**Supplied passage:**
..............................

How to Talk About Underage Drinking Prevention with Kids

As a parent, you’re the leading influence regarding decisions about underage drinking. Even though 67% of American youth report they’ve never consumed alcohol, 41% believe they will be faced with a decision regarding drinking or not drinking alcohol within the next year.

As a parent, it’s important to know the facts about why conversations about underage drinking prevention matter. Data shows:

  • 93% of parents have talked to their kids at least once in the past year about alcohol consumption, up from 85% in 2022
  • Nearly 1-in-3 parents (31%) identified themselves as the leading influence in their child(ren)’s decision to drink alcohol or not, followed by best friends (27%), and a distant social media (18%).
  • 33% of children identify their parents as the leading influence on their decision to drink or not drink alcohol, followed by best friends (25%), and social media (17%).

Children need to understand the risks of underage drinking to their as the reason why they’re not allowed to drink alcohol until they’re 21. Not to mention the fact that it’s illegal and risky behavior!

Whether it’s your first time starting a conversation about underage drinking prevention or you’re revisiting it as your kids have gotten older, here’s how to approach this topic in an way so kids will listen.

..............................

**Exercise set:**
1/ Select every line of the entries below that contains the string "field", treating uppercase and lowercase letters as distinct.
2/ Carry on the guide on underage drinking prevention above, picking up right after its final sentence.

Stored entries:

..............................

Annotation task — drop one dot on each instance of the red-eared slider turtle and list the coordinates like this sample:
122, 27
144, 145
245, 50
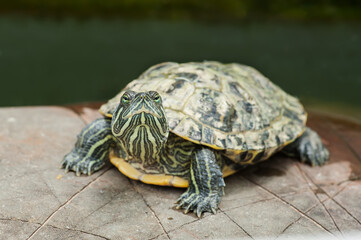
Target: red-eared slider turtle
190, 125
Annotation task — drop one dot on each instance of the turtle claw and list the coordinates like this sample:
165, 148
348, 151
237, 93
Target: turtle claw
198, 203
74, 161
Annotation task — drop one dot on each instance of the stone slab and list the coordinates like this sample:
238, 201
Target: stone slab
279, 198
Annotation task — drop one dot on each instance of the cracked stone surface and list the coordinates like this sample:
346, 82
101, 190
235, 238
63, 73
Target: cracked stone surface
280, 198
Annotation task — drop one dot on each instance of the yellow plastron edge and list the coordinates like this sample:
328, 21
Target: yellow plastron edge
155, 179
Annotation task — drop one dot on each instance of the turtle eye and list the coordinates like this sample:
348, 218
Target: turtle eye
125, 99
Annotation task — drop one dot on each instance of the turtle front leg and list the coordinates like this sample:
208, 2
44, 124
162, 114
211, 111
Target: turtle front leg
206, 183
91, 149
308, 148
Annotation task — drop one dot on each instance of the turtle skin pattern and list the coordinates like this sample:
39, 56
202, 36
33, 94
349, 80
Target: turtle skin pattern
219, 116
228, 107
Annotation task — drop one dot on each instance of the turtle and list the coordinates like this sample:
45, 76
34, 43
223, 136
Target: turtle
190, 125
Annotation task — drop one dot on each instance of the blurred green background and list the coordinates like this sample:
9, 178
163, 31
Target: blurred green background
62, 52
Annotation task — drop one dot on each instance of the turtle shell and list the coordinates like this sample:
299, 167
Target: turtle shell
229, 107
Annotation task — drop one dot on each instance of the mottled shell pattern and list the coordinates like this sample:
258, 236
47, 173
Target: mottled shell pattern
228, 107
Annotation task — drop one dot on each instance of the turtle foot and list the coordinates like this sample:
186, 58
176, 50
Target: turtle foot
309, 148
199, 203
81, 165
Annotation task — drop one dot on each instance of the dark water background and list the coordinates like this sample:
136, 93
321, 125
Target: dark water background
44, 61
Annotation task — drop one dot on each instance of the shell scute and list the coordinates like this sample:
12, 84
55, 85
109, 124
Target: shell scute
224, 106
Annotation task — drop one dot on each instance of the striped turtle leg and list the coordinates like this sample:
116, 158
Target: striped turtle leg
91, 149
308, 148
205, 183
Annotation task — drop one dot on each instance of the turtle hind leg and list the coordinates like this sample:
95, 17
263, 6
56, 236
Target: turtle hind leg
91, 150
308, 148
206, 183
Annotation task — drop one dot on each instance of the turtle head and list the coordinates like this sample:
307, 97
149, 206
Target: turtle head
140, 124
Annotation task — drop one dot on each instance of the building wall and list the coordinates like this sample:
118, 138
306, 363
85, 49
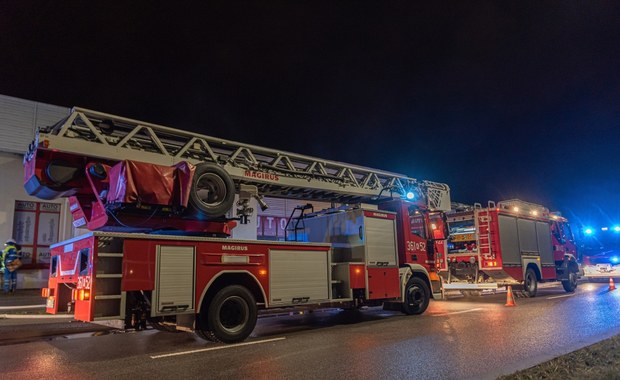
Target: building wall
18, 121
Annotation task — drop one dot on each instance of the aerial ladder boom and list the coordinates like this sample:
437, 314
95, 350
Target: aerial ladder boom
276, 173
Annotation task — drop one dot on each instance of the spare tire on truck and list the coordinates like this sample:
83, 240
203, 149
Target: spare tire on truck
212, 192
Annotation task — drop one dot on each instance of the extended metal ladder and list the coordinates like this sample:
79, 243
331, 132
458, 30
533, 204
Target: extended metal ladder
276, 173
483, 229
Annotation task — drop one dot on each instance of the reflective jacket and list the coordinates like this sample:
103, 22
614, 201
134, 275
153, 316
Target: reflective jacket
9, 254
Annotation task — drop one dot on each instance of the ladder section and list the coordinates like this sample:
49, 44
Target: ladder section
109, 299
276, 173
483, 226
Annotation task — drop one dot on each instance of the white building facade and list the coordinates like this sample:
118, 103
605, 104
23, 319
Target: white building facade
33, 223
36, 224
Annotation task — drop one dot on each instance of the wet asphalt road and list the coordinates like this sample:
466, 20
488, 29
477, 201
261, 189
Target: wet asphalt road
463, 338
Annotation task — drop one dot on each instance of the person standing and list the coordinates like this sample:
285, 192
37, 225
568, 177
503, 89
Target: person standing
10, 261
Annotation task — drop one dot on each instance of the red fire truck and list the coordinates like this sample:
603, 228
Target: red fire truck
159, 250
509, 243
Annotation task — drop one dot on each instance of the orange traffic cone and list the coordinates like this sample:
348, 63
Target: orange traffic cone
510, 299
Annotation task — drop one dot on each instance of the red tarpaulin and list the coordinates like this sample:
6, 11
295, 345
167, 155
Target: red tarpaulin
139, 182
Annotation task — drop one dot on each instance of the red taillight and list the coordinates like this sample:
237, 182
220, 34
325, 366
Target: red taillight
84, 295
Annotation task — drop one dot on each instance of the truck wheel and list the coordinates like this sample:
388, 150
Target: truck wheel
417, 296
230, 317
570, 284
530, 283
212, 192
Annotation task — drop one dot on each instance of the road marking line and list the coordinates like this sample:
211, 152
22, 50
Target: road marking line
562, 296
21, 307
457, 312
216, 348
32, 316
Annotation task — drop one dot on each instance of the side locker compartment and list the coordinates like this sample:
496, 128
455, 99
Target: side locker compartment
109, 300
174, 280
381, 258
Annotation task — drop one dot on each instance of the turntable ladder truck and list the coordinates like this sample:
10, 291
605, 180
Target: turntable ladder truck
159, 250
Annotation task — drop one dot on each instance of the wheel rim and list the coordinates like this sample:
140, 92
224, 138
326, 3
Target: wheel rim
210, 189
234, 314
415, 296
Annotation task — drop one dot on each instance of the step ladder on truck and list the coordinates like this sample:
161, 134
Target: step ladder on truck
159, 250
511, 243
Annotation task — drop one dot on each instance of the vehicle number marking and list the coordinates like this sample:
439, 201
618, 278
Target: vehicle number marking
416, 246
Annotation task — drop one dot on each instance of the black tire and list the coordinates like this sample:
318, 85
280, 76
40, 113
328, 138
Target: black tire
230, 317
570, 284
212, 192
417, 296
530, 283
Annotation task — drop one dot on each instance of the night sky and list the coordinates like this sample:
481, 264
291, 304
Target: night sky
499, 99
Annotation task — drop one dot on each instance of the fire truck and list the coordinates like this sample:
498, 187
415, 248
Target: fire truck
513, 242
159, 249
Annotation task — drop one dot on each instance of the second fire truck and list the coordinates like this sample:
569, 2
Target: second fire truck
513, 243
159, 251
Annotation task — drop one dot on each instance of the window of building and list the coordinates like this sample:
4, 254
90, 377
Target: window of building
35, 228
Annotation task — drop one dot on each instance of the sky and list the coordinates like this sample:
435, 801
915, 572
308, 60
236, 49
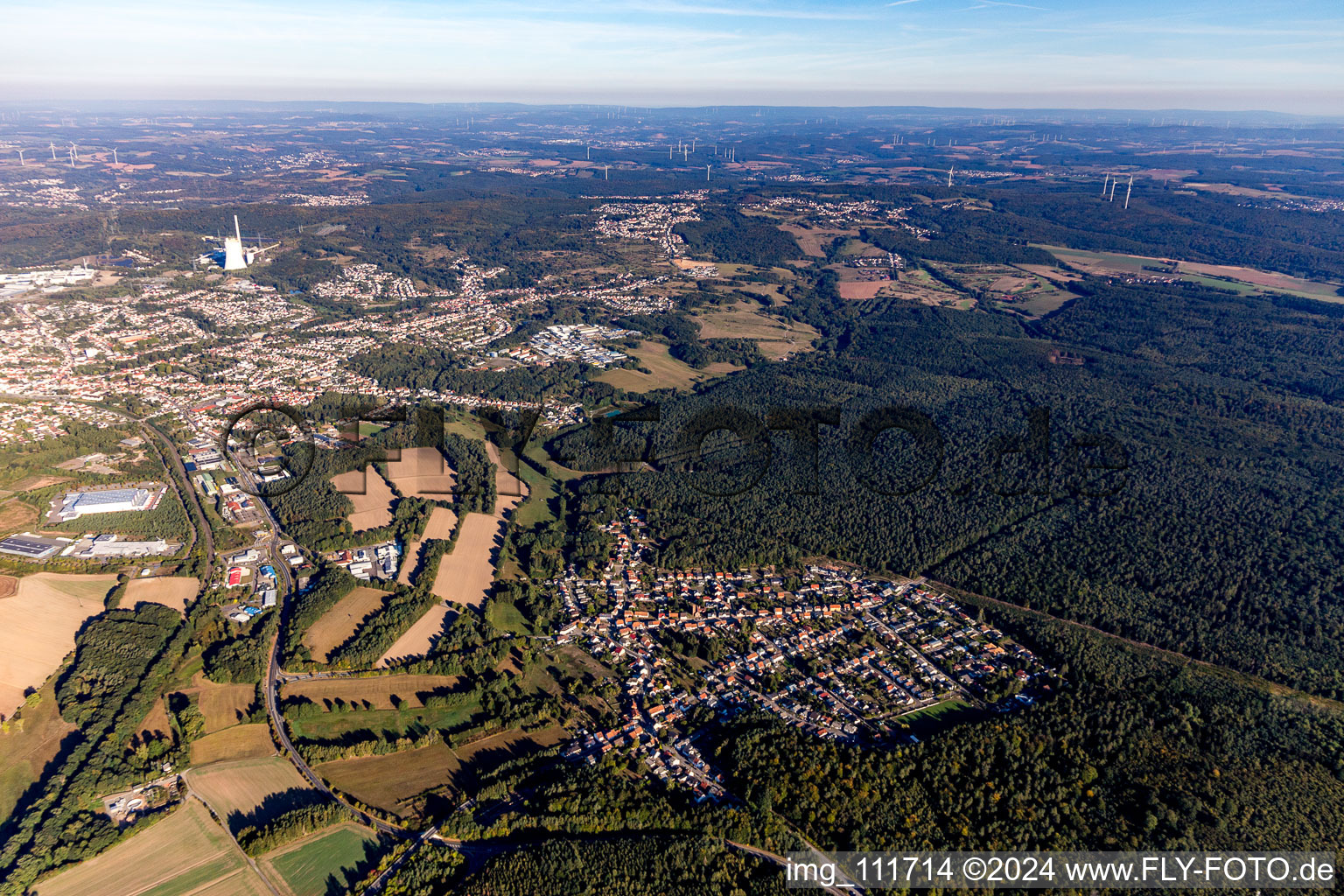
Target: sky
1281, 55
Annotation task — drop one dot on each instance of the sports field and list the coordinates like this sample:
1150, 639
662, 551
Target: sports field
373, 508
238, 792
171, 592
38, 627
331, 860
186, 853
335, 626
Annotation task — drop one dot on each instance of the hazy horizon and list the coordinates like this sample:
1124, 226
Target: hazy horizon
990, 54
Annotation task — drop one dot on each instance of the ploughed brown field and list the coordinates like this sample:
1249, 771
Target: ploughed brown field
335, 626
423, 473
378, 692
440, 526
373, 508
237, 790
38, 627
241, 742
170, 592
183, 853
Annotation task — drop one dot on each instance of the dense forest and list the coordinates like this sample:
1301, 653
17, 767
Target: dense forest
626, 866
1143, 752
950, 442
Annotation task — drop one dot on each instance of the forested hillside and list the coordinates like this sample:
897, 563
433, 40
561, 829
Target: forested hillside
1215, 407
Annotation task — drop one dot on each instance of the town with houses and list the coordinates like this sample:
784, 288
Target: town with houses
834, 652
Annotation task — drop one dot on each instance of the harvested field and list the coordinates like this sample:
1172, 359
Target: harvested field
378, 692
1121, 263
423, 634
812, 242
336, 856
27, 748
339, 624
509, 488
515, 743
393, 782
240, 742
374, 507
860, 289
252, 790
38, 627
226, 705
34, 482
423, 473
773, 336
183, 853
170, 592
440, 526
667, 371
15, 514
466, 575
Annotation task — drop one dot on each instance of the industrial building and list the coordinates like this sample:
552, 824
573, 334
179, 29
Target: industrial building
77, 504
112, 546
32, 547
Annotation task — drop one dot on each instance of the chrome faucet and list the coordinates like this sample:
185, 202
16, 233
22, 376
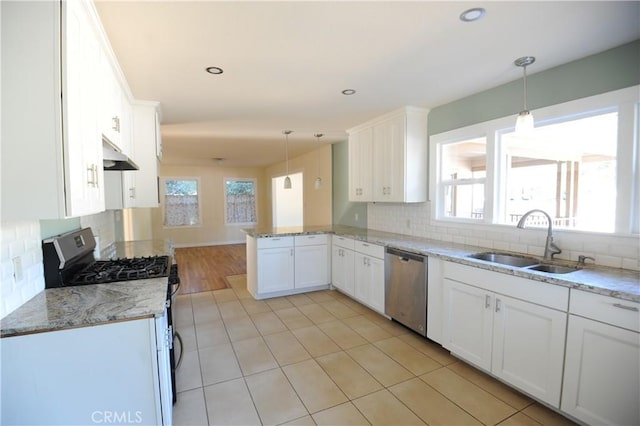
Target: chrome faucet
550, 249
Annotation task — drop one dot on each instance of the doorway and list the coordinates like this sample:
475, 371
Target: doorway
287, 203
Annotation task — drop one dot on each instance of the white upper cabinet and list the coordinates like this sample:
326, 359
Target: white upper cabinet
361, 165
62, 93
138, 188
388, 158
51, 146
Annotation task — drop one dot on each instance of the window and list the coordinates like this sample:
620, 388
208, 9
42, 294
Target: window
240, 201
181, 202
580, 165
462, 177
567, 169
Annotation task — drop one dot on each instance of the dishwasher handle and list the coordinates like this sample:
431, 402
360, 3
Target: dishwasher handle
405, 255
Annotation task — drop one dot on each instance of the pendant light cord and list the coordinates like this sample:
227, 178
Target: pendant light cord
525, 87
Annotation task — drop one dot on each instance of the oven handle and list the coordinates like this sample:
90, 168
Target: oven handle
177, 335
176, 290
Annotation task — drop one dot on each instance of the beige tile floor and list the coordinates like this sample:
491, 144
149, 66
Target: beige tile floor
322, 358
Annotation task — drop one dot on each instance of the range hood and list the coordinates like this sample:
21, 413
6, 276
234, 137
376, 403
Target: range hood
114, 159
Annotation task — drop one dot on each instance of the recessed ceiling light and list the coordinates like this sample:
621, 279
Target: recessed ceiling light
214, 70
471, 15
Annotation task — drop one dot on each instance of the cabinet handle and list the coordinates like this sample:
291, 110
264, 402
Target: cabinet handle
116, 123
90, 175
628, 308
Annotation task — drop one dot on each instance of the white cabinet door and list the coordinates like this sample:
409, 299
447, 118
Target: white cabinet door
389, 160
376, 277
602, 371
362, 285
369, 281
468, 322
275, 269
311, 266
360, 165
84, 375
528, 347
343, 273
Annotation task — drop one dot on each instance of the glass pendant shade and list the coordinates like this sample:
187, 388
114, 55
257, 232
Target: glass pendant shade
524, 122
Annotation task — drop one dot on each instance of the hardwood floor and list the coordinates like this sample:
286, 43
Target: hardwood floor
205, 268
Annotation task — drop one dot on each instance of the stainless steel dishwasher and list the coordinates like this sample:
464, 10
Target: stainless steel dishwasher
406, 289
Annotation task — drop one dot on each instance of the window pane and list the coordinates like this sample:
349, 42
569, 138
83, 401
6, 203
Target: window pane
240, 201
464, 160
181, 202
464, 201
566, 169
464, 169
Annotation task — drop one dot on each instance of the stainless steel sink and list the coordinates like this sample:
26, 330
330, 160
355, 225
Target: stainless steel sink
552, 269
506, 259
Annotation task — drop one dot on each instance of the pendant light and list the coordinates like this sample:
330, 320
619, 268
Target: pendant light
524, 123
318, 183
287, 180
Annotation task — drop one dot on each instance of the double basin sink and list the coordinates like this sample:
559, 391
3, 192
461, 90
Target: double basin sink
529, 263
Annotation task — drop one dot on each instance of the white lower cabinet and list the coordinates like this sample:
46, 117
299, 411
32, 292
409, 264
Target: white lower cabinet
342, 265
113, 373
277, 266
369, 275
518, 341
602, 365
312, 263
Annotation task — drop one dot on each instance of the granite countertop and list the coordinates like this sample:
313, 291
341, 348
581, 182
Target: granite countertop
80, 306
614, 282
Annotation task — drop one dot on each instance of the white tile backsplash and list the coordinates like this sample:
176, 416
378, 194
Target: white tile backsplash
20, 240
608, 250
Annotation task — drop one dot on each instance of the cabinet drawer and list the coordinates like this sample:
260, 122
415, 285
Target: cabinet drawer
343, 242
618, 312
311, 240
550, 295
372, 250
275, 242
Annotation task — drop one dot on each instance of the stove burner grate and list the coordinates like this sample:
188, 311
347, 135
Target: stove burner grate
127, 269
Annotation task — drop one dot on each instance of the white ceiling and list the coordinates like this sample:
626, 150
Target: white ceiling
286, 63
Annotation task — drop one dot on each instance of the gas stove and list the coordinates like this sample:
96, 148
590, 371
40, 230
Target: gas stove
69, 261
128, 269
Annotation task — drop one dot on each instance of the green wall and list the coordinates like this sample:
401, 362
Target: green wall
610, 70
344, 212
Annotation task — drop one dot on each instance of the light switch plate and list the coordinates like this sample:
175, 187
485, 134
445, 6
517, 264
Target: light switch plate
17, 269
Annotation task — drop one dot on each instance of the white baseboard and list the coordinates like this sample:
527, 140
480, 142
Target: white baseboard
212, 243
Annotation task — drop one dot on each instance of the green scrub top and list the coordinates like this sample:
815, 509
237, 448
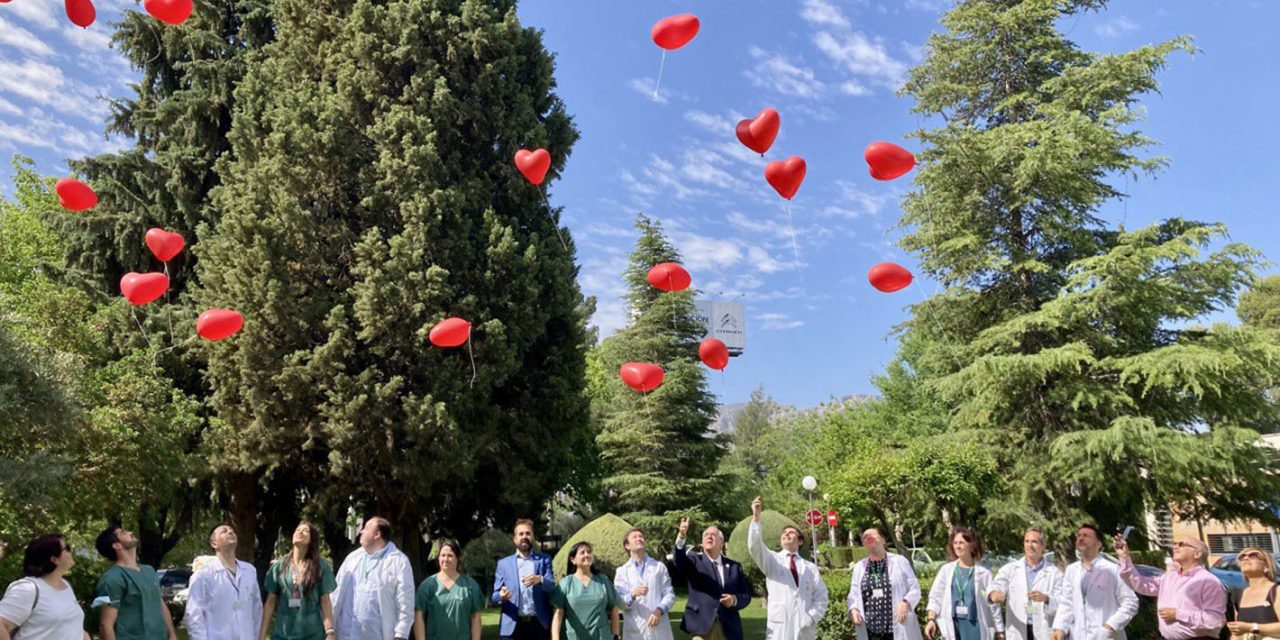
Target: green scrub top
448, 611
136, 598
586, 608
304, 622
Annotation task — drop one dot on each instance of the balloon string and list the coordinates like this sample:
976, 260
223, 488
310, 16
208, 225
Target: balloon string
168, 307
795, 248
552, 215
661, 65
472, 361
135, 311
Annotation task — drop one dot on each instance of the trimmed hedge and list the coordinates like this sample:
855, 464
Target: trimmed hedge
606, 536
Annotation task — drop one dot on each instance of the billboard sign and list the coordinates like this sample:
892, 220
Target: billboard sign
723, 320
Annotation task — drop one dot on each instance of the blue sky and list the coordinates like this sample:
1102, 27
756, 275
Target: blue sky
816, 329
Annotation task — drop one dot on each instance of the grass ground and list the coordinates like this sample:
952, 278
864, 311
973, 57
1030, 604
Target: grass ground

..............................

**Final results:**
1/
Annotation task — drop one dot on each instance of the sports field and list the coordinates like this sample:
Target: sports field
Annotation task — drop one dot on each instance of the ploughed brown field and list the coordinates like this sample:
Target: ploughed brown field
Annotation task — drop one dot on each instance of the harvested field and list the coordinates like this sample:
Target: harvested field

2/
Share Underage Drinking Facts with Elementary Ages

If this is a topic you’ve been wanting to address but haven’t been sure it’s appropriate for your elementary aged child, the truth is it’s time! If they’ve been around adults consuming alcohol, chances are they have questions. Here’s how to approach the topic of underage drinking prevention an age-appropriate way with your elementary aged child.

Young kids are observant and curious. They eye your colorful drink garnished with its tantalizing slice of fruit or fun umbrella and wonder why they can’t have a sip. Or they’ll just come out and ask. One summer when we were at a ballgame, our then 9 year old daughter asked if she could have a beer!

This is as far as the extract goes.